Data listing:
⁂
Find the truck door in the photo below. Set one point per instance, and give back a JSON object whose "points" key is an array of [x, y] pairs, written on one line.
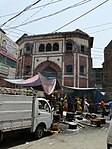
{"points": [[44, 113]]}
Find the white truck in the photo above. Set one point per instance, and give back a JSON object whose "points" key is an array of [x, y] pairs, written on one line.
{"points": [[18, 112]]}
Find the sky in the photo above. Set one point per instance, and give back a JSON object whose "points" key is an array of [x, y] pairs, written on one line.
{"points": [[46, 16]]}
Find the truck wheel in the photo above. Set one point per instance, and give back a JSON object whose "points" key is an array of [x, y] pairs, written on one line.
{"points": [[1, 137], [39, 132]]}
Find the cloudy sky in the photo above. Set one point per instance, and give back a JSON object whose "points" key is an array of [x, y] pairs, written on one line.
{"points": [[47, 16]]}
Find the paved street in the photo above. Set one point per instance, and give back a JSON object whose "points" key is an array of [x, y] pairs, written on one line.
{"points": [[81, 138]]}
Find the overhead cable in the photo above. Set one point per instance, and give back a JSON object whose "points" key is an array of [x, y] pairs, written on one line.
{"points": [[75, 5], [81, 16], [28, 7]]}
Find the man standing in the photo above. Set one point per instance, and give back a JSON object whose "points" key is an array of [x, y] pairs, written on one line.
{"points": [[110, 105]]}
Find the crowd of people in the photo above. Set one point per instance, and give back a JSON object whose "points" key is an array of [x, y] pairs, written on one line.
{"points": [[77, 104]]}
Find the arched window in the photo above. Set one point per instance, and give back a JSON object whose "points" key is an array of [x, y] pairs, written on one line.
{"points": [[27, 70], [41, 48], [69, 46], [48, 47], [55, 46], [69, 69]]}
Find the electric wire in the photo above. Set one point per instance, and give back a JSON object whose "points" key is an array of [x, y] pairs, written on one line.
⁂
> Aim of the task:
Edit every entry in the data listing above so that "one point per instance" becomes "a single point for each instance", changing nothing else. Leave the pictures out of your answer.

> Correct output:
Find the truck door in the photo below. Set a single point for each instance, and give back a JSON object whose "points" key is an array of [x, y] pairs, written on one line.
{"points": [[44, 113]]}
Find the white truck in the photo above. Set a single point for each instance, and give back a JSON object whose "points" key is an array of [x, y] pairs, written on one line.
{"points": [[18, 112]]}
Find the sky in the photo above. Set a single point for each instance, and give back a JSON object whose "points" key is an array of [x, y] pairs, written on one line.
{"points": [[46, 16]]}
Find the truck wheel in the photo above. Set a single point for each instance, and give back a JSON object whose "points" key is an array of [x, y] pairs, written on one line.
{"points": [[1, 137], [39, 132]]}
Find the cloudy sky in the photo above. Set a single point for each instance, and give back a JSON object whose "points" key is an array of [x, y] pairs, written on one line.
{"points": [[47, 16]]}
Find the paved street in the photo above. Set a single point for each instance, and give back a JSON object whose "points" key is an array of [x, y] pairs, written on one line.
{"points": [[81, 138]]}
Find the overhead cable in the photo above. Set a single point for each instance, and give back a JSON object whose "points" key is an array of [x, y] pairs, written on one line.
{"points": [[75, 5], [81, 16], [28, 7]]}
Find the man standing in the photo above. Set a single point for each instance, and give back a JSON object whose "points" key is an array of [x, y] pairs, written on one line.
{"points": [[110, 105]]}
Find the crowd of people in the photo above. Set a single point for each instance, and give back a JSON object whose "points" key is an array of [x, y] pairs, written on one line.
{"points": [[77, 104]]}
Find the arched window in the photo above. Set a single point for each instance, and give back a JSON object whose "points" key is an array of [x, y] pairs, written on one line.
{"points": [[27, 70], [41, 48], [69, 46], [48, 47], [55, 46], [69, 69]]}
Find the electric wire in the photo above. Set a single point for each instance, and give back a JSON object whose "points" key is an array of [x, y] pairs, written on one line.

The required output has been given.